--- RECORDS TO PROCESS ---
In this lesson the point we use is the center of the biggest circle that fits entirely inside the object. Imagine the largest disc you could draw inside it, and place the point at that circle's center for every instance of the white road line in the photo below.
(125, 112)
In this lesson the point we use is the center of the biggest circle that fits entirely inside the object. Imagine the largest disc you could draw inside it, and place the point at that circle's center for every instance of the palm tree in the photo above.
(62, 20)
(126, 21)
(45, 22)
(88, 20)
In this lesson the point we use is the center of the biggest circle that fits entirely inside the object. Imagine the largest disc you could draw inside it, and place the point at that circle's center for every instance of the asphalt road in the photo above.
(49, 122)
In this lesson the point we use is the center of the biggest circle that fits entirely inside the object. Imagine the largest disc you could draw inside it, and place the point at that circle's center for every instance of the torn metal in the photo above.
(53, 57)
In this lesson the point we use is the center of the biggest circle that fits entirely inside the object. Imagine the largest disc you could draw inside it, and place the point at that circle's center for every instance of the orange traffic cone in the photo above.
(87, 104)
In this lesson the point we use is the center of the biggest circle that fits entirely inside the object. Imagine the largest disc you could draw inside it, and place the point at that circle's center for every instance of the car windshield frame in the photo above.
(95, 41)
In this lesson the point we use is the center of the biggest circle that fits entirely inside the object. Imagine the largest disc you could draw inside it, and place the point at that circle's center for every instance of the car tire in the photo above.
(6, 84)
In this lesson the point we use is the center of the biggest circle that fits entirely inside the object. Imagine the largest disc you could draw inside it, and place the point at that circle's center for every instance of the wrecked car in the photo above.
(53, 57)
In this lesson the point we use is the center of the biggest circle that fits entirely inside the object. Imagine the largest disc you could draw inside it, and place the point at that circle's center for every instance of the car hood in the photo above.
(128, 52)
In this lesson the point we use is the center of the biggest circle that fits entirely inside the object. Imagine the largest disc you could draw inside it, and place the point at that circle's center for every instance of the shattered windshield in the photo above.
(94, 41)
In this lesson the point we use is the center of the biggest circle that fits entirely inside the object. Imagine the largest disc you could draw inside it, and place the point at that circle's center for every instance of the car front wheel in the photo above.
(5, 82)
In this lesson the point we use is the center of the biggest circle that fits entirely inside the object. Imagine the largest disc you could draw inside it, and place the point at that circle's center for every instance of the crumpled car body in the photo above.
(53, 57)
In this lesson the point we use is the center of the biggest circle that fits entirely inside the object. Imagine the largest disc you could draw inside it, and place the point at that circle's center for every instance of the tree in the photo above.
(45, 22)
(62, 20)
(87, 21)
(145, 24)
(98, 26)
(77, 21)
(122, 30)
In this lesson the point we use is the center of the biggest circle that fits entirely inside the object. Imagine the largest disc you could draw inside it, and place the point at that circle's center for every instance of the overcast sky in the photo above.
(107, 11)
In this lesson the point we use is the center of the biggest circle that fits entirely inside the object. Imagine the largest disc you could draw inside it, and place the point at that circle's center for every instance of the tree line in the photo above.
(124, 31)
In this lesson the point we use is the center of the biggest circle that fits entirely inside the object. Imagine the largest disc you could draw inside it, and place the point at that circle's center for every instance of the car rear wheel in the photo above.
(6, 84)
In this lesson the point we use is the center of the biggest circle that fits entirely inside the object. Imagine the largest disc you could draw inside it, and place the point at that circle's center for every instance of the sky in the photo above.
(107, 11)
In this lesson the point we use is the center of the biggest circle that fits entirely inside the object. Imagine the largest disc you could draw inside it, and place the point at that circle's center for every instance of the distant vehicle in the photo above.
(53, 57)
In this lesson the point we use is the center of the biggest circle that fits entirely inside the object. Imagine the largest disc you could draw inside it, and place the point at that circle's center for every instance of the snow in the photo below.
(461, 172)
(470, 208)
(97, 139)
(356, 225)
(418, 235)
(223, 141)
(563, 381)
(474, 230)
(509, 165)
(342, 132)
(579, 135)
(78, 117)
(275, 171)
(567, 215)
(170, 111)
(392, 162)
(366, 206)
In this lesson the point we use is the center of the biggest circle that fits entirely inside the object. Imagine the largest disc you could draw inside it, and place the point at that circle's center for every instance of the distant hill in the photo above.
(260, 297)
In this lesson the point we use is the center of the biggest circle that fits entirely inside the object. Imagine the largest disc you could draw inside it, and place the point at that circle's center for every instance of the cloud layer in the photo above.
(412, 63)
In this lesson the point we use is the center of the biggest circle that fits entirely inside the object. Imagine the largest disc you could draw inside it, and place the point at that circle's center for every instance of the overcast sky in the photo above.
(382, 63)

--- WHAT YOU WILL DO ---
Quote each line of the listing above exactly.

--- SOLVED PROBLEM ---
In this lesson the point we use is the center of the biggest circle that fits entirely inside the object. Imagine the largest disc you could draw inside it, and place the point at that circle's center for every instance of the white road line in the photo below.
(125, 112)
In this lesson the point we use is the center of the biggest circle that fits entirely inside the object. Imagine the largest disc you could draw inside it, and place the point at that circle's center for every instance of the palm tree in the photo above.
(62, 20)
(126, 21)
(45, 22)
(88, 20)
In this lesson the point we use is the center of the biggest circle that fits entirely inside the object. Imagine the largest disc you could draw inside it, and place the point at that circle's center for every instance of the asphalt road in the photo above.
(49, 122)
In this lesson the point we use is the center of the biggest circle that fits entirely inside the object. Imagine the largest disc you could draw inside it, and place the point at that circle's center for every instance of the torn metal in the photo above.
(53, 57)
In this lesson the point we use is the center of the biggest circle that fits entirely inside the object. Imagine the largest disc you could draw inside it, and place the point at that circle's center for every instance of the orange traffic cone in the photo above.
(87, 104)
In this lesson the point we use is the center of the biggest circle that fits entirely inside the object. Imagine the largest disc you could draw inside it, and place the point at that circle's center for every instance of the car windshield frame in the photo above.
(95, 41)
In this lesson the point we use is the center of the biggest circle that fits entirely inside the object. Imagine the largest disc you could draw inside it, and place the point at that circle's center for every instance of the car tire in the photo above.
(6, 84)
In this lesson the point we use is the center of the biggest circle that fits entirely inside the object. Imagine the largest disc you could draw inside it, and place the point at that circle's center for every instance of the wrecked car in the photo above.
(53, 57)
In this lesson the point we use is the center of the biggest circle that fits entirely inside the object. Imagine the largest disc you could draw inside it, and place the point at that circle's center for every instance of the car hood in the photo above.
(128, 52)
In this lesson the point we use is the center of the biggest circle that fits entirely inside the object. Imagine the largest disc you could draw inside it, and place the point at that circle's center for every instance of the shattered windshield in the photo above.
(94, 41)
In this lesson the point we use is the center of the biggest circle that fits entirely inside the object. Imagine the largest disc you could draw inside it, and place the point at that circle's center for every instance of the car front wheel in the photo above.
(5, 82)
In this lesson the point we use is the center of the biggest circle that fits entirely inside the object. Imagine the largest disc you could draw inside it, and place the point at that circle's center for every instance of the crumpled car body in the photo above.
(53, 57)
In this lesson the point we use is the center of the biggest circle that fits entirely inside the object. Imagine the largest disc you could draw inside it, and place the point at that circle's center for every instance of the tree in the photo above.
(45, 22)
(62, 20)
(87, 21)
(145, 24)
(98, 26)
(77, 21)
(122, 30)
In this lesson the point we use is the center of the biggest circle that fits entirely inside the object. Imagine the largest disc you could draw inside it, and place the point at that circle's center for every instance of the overcast sky in the photo above.
(107, 11)
In this lesson the point we use is the center of the biggest circle that fits entirely inside the object. Imagine the largest disc you could draw inside it, and place the point at that circle's center for every instance of the tree line in the photo above.
(124, 31)
In this lesson the point we use is the center of the biggest circle that fits entirely inside the object. Imagine the largest disc you could draw inside it, and place the point at that circle's center for every instance of the car rear wheel in the photo above.
(6, 84)
In this lesson the point we use is the center of the biggest circle that fits entirely inside the object. Imagine the largest disc you could draw inside it, and place the point at that circle's center for every instance of the sky in the photo above.
(107, 11)
In this lesson the point we use is the center of the biggest circle that fits entirely inside the object. Imagine the largest disc you could draw inside it, and place the point at that circle's center for every instance of the distant vehicle in the photo above.
(53, 57)
In this lesson the point we use is the center of the biggest circle that fits entirely inside the object. Imagine the largest disc you could draw inside it, and place the point at that circle's center for every instance of the snow in the photo below.
(461, 172)
(470, 208)
(97, 139)
(356, 225)
(418, 235)
(223, 141)
(563, 381)
(474, 230)
(509, 165)
(342, 132)
(579, 135)
(78, 117)
(275, 171)
(567, 215)
(170, 111)
(392, 162)
(366, 206)
In this lesson the point we use is the center of the biggest circle that fits entirely inside the object. Imagine the largest disc you could draw inside it, and place the point at that circle's center for every instance of the distant hill in the photo above.
(260, 297)
In this lesson the point we use is the center of the biggest circle that fits entirely inside the object. Imagine the largest disc you could draw inside it, and place the point at that circle's center for every instance of the cloud layer in the photo above.
(412, 63)
In this lesson the point we use is the center of the biggest circle that fits entirely inside the object. Imagine the largest disc you could draw inside it, and place the point at that circle's center for every instance of the overcast sky in the photo above.
(382, 63)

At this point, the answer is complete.